(Point annotation records)
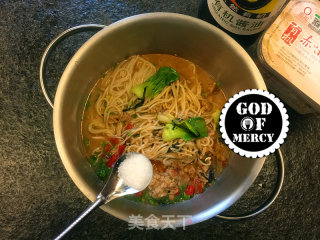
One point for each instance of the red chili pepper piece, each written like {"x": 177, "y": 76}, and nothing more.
{"x": 198, "y": 185}
{"x": 138, "y": 194}
{"x": 189, "y": 190}
{"x": 107, "y": 148}
{"x": 114, "y": 141}
{"x": 121, "y": 149}
{"x": 178, "y": 192}
{"x": 129, "y": 126}
{"x": 113, "y": 159}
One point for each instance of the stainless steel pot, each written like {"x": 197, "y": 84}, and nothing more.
{"x": 170, "y": 33}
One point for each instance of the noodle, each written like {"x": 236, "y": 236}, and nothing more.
{"x": 182, "y": 99}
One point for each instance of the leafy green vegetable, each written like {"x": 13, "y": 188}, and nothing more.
{"x": 156, "y": 83}
{"x": 187, "y": 129}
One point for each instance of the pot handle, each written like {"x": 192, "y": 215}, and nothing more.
{"x": 51, "y": 47}
{"x": 272, "y": 197}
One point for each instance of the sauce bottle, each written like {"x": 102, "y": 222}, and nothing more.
{"x": 244, "y": 20}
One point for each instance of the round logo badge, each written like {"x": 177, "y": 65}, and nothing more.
{"x": 254, "y": 123}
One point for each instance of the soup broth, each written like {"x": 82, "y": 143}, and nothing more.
{"x": 116, "y": 121}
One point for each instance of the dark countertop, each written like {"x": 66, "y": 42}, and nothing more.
{"x": 38, "y": 199}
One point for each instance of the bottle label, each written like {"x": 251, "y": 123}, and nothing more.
{"x": 244, "y": 17}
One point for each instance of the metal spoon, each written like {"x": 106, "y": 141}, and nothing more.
{"x": 114, "y": 188}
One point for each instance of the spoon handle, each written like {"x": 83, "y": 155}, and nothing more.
{"x": 94, "y": 205}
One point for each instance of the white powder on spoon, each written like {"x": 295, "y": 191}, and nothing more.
{"x": 136, "y": 171}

Task to carry out
Write out again, exactly, the lines from the one holding "One point for each instance of the leafy" through the end of the listing, with both ends included.

Full solution
One point for each instance of the leafy green vegetable, each written like {"x": 13, "y": 188}, and nothing more.
{"x": 156, "y": 83}
{"x": 187, "y": 129}
One point for each instance of the pot handle, each written like {"x": 192, "y": 215}, and nothing more.
{"x": 51, "y": 47}
{"x": 272, "y": 197}
One point for each instance of the sauce bottle, each written like {"x": 102, "y": 222}, and nothing more.
{"x": 244, "y": 20}
One point for each instance of the round logo badge, each written like {"x": 177, "y": 65}, and nothing more.
{"x": 254, "y": 123}
One point for each instance of the soup broth, each written like {"x": 82, "y": 143}, and nothing more.
{"x": 116, "y": 121}
One point for each instance of the dark countertop, each written like {"x": 66, "y": 42}, and nothing more.
{"x": 38, "y": 199}
One point for each instance of the bottle label, each written like {"x": 251, "y": 123}, and nothing more.
{"x": 244, "y": 17}
One point for each instance of the metal spoon, each written like {"x": 106, "y": 141}, and nothing more.
{"x": 114, "y": 188}
One point for each instance of the spoon handle, each written like {"x": 83, "y": 155}, and nothing more.
{"x": 94, "y": 205}
One point for each instance of the white powder on spoon, each written like {"x": 295, "y": 191}, and nothing more.
{"x": 136, "y": 171}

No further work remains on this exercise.